- **Task requirements**:
Everything from the line containing "Where can the man wearing" through the final line of the records must be transcribed verbatim; nothing else belongs in the result.

Records from a data collection
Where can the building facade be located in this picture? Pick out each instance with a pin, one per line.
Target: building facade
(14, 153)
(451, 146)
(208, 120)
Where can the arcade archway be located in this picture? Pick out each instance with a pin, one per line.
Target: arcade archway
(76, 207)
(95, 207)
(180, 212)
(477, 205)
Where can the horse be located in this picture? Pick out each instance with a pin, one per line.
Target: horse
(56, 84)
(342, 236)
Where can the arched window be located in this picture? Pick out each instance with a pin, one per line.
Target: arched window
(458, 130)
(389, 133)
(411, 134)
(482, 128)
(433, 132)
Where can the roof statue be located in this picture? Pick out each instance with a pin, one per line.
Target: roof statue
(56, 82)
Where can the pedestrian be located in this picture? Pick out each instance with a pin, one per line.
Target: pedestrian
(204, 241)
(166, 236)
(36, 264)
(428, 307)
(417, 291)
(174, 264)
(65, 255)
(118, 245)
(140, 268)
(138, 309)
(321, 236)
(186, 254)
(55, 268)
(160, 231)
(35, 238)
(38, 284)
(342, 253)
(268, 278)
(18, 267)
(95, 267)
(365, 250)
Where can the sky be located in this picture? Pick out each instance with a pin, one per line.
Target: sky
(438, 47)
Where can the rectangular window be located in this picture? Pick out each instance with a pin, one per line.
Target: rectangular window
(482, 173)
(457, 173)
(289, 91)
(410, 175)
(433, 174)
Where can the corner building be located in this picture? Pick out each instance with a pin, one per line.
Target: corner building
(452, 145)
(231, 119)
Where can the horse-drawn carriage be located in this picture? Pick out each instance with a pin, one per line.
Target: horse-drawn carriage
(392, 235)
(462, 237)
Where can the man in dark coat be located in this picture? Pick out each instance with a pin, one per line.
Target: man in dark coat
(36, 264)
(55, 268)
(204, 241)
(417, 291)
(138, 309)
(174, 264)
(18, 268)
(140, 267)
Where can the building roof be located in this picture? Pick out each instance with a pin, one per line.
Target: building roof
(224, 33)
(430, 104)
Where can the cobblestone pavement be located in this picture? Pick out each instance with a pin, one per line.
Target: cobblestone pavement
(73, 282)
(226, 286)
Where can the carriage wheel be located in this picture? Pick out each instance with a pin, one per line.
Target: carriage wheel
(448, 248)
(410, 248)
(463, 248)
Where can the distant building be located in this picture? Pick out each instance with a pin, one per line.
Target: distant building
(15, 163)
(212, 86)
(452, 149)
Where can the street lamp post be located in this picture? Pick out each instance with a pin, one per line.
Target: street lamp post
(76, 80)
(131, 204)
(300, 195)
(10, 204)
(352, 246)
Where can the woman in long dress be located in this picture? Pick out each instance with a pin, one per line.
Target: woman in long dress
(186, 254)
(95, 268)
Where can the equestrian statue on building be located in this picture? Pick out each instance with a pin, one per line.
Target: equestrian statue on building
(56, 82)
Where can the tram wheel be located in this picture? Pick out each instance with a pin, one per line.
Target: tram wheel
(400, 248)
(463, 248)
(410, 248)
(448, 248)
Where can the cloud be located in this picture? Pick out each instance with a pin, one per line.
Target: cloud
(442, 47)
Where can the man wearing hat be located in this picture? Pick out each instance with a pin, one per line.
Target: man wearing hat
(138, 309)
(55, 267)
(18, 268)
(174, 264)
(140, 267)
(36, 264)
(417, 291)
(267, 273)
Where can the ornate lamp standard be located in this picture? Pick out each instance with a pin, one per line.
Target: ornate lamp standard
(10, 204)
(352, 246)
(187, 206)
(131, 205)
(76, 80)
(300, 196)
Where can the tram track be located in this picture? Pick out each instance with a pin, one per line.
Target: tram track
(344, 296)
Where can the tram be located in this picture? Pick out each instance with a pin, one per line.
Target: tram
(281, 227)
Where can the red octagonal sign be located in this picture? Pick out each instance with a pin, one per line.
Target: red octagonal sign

- **Exercise solution**:
Where can the man wearing hat be located in this picture? Pick out each instance with a pin, one per line.
Target: man wearing hat
(138, 309)
(55, 267)
(18, 268)
(174, 264)
(140, 267)
(36, 264)
(417, 291)
(267, 273)
Where can the ornate lamp standard be located in this picture? Pick out each instance with a pin, one per line.
Target: ornate lamp standard
(10, 204)
(352, 246)
(187, 206)
(131, 205)
(76, 80)
(300, 196)
Where can the tram track be located in this picture? Pick out each instance with a pin, one per line.
Target: tram track
(344, 296)
Where can the tram be located in this picture? Pick out each instance with a pin, one per line.
Target: tram
(281, 227)
Where can the red octagonal sign be located in this picture? Pick out each instance with a pin, one per line.
Target: red octagonal sign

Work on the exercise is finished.